GIVEN TASK: Convert the records below into a numbered list, beginning at the first line and stopping after the line that contains "xmin=0 ymin=308 xmax=527 ymax=777". Skip blank lines and leave any pictures out of your answer.

[Source data]
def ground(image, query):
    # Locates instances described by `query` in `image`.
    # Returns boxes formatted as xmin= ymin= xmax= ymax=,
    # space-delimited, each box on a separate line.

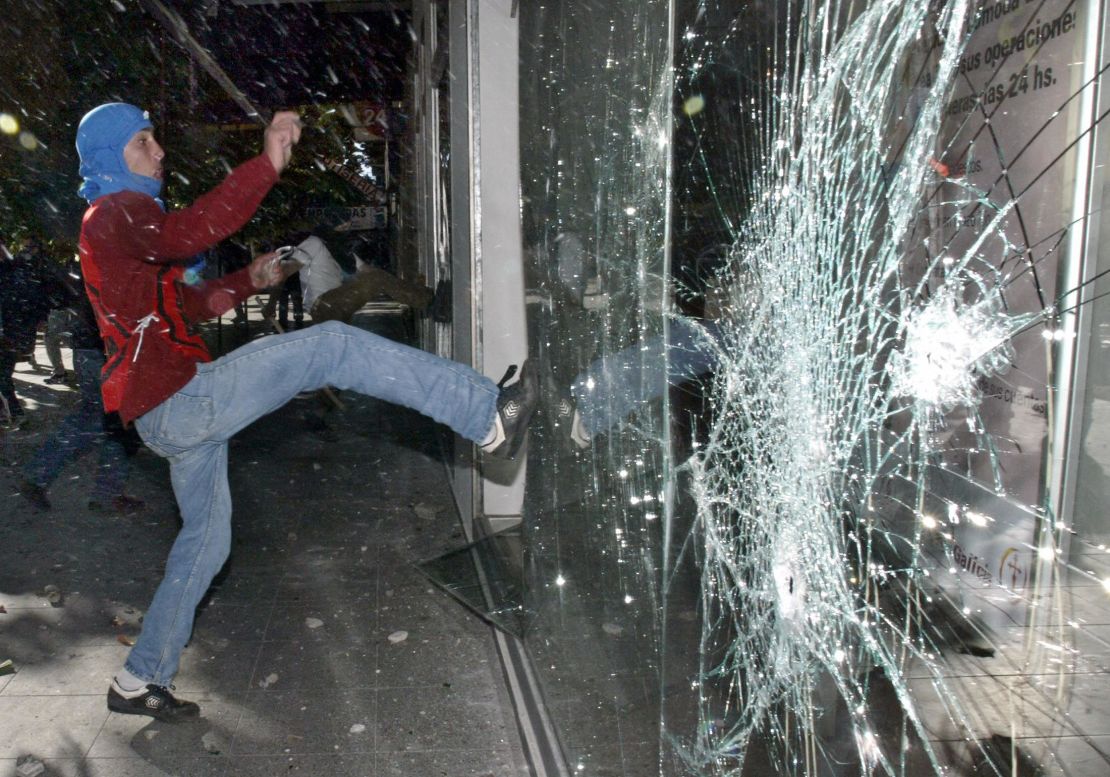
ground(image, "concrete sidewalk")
xmin=0 ymin=308 xmax=527 ymax=777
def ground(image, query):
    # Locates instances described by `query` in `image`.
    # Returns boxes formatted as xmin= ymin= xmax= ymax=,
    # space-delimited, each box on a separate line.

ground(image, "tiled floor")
xmin=0 ymin=313 xmax=527 ymax=777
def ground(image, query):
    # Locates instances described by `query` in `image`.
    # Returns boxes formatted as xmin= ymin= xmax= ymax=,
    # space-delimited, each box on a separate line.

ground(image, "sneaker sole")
xmin=506 ymin=361 xmax=539 ymax=460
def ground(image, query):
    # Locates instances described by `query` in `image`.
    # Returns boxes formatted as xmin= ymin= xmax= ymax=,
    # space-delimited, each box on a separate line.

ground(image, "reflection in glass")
xmin=521 ymin=0 xmax=1108 ymax=775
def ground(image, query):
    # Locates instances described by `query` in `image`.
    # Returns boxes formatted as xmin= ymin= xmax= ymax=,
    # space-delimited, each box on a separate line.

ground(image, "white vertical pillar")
xmin=472 ymin=0 xmax=528 ymax=527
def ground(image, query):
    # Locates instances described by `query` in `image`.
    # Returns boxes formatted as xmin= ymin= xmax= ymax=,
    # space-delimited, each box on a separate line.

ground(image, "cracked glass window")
xmin=522 ymin=0 xmax=1110 ymax=776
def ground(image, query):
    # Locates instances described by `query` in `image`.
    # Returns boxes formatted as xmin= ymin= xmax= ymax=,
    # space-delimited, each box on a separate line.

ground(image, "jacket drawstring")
xmin=131 ymin=313 xmax=161 ymax=362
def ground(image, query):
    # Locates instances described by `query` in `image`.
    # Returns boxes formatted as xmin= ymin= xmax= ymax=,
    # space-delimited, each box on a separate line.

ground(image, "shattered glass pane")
xmin=522 ymin=0 xmax=1108 ymax=775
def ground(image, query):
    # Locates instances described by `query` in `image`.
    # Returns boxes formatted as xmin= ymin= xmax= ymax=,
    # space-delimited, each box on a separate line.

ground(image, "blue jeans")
xmin=23 ymin=349 xmax=130 ymax=503
xmin=571 ymin=319 xmax=720 ymax=435
xmin=124 ymin=321 xmax=498 ymax=685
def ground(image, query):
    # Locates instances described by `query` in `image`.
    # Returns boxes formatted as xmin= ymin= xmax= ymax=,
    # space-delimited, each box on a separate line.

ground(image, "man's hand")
xmin=248 ymin=251 xmax=301 ymax=289
xmin=262 ymin=111 xmax=301 ymax=175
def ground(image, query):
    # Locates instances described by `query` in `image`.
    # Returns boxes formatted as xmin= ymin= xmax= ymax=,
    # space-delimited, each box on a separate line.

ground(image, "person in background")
xmin=19 ymin=267 xmax=144 ymax=515
xmin=0 ymin=239 xmax=65 ymax=421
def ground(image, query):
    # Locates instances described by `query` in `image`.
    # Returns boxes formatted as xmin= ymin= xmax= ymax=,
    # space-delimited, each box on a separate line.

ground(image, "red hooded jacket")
xmin=80 ymin=155 xmax=278 ymax=423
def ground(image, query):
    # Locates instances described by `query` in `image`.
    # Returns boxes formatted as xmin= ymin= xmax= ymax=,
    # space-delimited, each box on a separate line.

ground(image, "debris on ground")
xmin=16 ymin=756 xmax=47 ymax=777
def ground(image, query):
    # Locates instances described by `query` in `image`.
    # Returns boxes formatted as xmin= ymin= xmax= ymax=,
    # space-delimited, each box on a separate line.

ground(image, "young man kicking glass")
xmin=77 ymin=102 xmax=538 ymax=722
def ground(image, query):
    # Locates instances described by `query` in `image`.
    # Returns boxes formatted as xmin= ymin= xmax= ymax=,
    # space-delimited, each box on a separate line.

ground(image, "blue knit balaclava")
xmin=77 ymin=102 xmax=162 ymax=204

OUTPUT FOR THIS EXERCISE:
1. def ground(image, query):
2.     # Locates instances described by `query` in `image`.
3.     # Returns boxes formatted as xmin= ymin= xmax= ymax=,
4.     # space-delimited, each box on a separate line.
5. ground(image, "concrete sidewalk")
6. xmin=0 ymin=308 xmax=527 ymax=777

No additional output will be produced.